• [DIRECTIONS]:
Please rewrite the items below from the line containing "I bet you can't find the eyebrow" down to the line containing "[0,0,812,1000]", both ends included. Keep every line, and add -7 to each box coordinate in the answers.

····················

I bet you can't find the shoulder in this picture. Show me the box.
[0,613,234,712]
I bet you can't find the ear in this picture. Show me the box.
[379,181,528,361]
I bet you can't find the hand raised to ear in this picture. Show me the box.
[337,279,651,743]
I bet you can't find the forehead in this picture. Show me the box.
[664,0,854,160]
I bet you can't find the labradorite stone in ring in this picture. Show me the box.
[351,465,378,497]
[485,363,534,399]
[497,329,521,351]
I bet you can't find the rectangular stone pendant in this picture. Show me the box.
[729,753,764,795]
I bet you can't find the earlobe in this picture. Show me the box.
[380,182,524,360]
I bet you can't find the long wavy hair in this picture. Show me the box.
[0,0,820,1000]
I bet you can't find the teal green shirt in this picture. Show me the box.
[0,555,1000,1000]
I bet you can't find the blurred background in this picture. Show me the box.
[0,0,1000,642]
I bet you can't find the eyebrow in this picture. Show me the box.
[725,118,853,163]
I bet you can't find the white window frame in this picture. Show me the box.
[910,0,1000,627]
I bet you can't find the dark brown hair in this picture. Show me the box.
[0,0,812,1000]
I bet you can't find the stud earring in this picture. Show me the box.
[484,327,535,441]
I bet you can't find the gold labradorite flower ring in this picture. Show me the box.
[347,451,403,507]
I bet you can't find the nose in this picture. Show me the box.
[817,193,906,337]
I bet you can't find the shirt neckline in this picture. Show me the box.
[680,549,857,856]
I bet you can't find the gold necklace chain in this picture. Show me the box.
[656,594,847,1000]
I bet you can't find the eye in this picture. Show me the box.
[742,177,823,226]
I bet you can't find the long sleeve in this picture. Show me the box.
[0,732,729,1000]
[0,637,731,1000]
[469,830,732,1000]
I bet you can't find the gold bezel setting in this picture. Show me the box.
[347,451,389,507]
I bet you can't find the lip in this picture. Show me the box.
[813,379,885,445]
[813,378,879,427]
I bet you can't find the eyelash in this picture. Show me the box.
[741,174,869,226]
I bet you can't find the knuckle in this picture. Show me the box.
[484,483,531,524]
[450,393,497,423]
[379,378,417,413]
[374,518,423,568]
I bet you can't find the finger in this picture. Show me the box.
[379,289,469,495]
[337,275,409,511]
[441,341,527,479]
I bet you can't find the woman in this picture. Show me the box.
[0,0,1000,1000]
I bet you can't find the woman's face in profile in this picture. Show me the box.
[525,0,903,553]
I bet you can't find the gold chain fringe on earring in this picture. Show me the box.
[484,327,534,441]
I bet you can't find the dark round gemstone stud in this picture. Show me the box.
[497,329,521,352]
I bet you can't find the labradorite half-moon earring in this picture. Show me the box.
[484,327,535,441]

····················

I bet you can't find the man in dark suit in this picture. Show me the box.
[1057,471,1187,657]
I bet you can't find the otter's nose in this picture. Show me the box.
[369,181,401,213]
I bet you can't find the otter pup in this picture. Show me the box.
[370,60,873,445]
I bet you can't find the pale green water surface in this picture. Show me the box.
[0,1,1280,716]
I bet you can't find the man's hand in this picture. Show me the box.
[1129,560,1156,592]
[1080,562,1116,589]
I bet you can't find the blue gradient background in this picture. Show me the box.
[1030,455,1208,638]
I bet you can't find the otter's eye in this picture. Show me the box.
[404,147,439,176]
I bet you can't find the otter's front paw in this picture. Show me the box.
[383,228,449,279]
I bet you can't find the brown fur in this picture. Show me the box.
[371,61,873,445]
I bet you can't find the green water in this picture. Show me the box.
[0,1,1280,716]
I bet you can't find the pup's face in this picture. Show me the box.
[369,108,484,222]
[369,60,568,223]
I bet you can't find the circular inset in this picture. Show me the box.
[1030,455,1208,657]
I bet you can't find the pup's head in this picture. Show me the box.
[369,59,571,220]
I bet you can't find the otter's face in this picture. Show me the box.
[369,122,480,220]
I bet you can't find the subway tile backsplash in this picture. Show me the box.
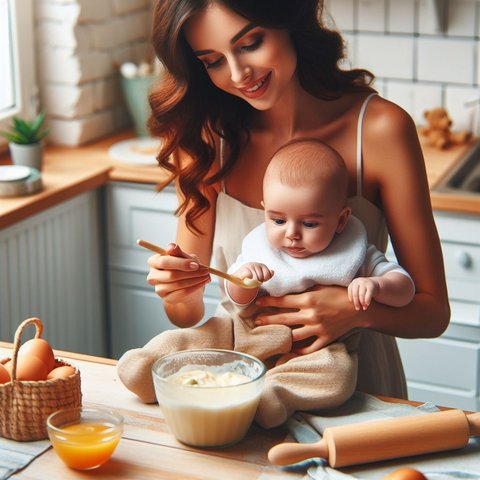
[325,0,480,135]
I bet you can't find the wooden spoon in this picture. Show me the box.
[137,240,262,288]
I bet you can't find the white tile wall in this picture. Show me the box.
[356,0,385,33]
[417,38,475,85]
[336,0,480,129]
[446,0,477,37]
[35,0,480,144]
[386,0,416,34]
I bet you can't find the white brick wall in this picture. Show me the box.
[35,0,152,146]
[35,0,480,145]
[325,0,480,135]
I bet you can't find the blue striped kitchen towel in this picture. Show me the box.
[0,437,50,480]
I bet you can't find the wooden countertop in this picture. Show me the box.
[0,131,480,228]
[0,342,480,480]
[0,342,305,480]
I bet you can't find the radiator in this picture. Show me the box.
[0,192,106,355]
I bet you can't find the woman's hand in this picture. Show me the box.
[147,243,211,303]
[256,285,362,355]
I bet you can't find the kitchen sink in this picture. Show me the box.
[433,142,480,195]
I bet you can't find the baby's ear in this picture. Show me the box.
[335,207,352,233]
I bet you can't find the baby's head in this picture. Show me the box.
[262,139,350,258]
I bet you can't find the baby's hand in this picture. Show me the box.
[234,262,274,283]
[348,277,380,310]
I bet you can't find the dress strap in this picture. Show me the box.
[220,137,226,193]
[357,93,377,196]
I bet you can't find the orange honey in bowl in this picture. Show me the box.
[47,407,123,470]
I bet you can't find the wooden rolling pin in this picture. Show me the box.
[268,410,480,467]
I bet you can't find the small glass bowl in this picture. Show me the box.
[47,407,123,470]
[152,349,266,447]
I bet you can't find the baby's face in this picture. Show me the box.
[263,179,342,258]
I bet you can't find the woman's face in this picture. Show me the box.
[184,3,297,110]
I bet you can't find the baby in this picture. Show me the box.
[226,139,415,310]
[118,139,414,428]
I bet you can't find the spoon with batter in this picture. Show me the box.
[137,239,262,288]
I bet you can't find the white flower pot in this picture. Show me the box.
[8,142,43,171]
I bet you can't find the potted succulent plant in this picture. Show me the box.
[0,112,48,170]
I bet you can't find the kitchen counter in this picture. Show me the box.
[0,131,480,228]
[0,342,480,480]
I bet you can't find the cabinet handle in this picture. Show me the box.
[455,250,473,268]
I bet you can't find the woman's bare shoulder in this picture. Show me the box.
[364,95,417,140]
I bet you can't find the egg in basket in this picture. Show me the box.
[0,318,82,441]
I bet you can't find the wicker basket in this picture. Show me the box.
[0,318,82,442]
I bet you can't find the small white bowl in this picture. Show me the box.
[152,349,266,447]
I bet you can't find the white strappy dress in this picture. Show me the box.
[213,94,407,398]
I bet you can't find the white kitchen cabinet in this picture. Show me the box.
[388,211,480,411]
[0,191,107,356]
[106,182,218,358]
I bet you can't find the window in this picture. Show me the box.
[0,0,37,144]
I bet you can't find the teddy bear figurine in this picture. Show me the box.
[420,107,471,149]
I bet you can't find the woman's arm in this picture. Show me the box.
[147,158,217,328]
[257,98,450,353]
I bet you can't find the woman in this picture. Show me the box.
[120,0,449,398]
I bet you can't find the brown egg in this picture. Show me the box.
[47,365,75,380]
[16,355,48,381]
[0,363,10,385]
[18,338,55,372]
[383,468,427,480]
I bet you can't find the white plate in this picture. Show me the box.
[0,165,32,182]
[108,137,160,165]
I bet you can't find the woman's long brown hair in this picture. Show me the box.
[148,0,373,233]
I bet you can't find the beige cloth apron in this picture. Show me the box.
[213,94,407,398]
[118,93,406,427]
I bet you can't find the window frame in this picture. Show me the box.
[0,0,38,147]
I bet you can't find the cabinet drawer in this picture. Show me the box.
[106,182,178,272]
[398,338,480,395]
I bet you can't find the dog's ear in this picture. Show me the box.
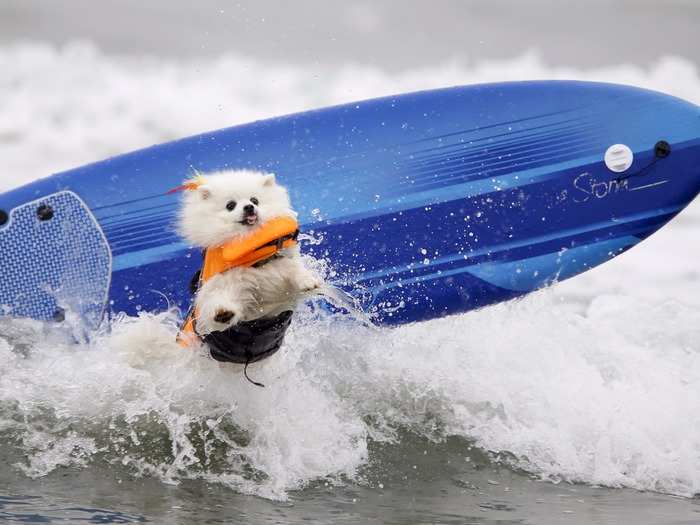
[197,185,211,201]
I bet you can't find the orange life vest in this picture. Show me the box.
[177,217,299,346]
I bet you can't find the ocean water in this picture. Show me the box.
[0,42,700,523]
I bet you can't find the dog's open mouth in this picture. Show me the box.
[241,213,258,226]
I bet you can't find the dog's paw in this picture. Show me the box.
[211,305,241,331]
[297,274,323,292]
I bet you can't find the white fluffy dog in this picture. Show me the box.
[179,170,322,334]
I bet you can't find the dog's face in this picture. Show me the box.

····················

• [WORKED SOLUTION]:
I bet you can't find the eyebrow in this picture. Show me the box.
[718,111,846,156]
I bet you can't find the white window frame in this picture. Show me the box.
[903,-7,993,620]
I bet you can't find the dark brown hair in this picture. Show me the box.
[-7,-7,805,993]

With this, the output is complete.